#### Exercise directions
Within the data that follows, set down exactly the lines from the one containing "Task: locate the" through the one containing "Format: bare x,y, a", both ends included.

#### Provided data

== == ==

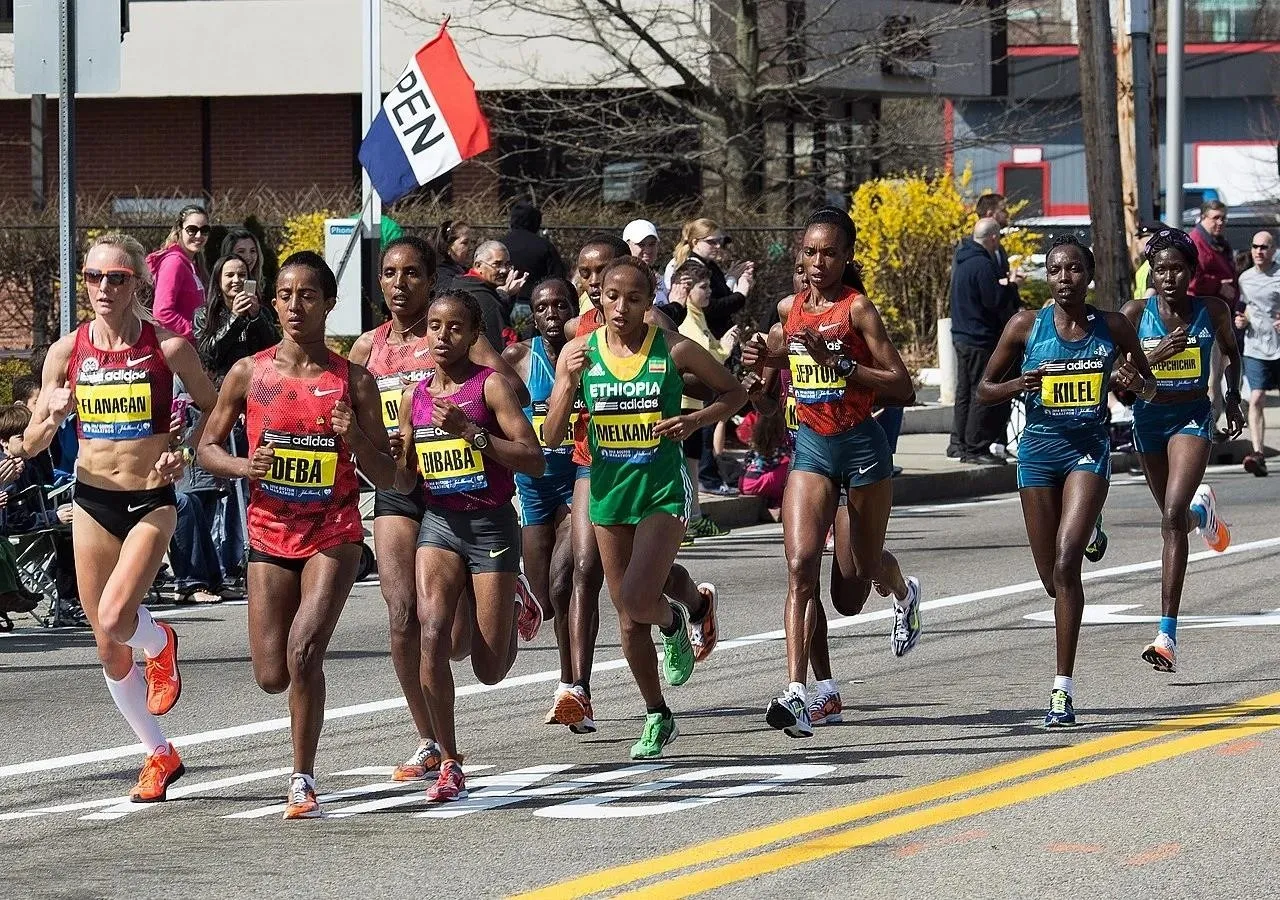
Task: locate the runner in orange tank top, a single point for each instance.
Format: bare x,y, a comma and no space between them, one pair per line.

== == ==

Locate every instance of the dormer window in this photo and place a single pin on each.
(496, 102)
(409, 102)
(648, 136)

== == ==

#### Exercise output
Task: locate the runner in orange tank top, a single point for each instance.
Format: bare x,y, a comma and no space between them, one pair per line.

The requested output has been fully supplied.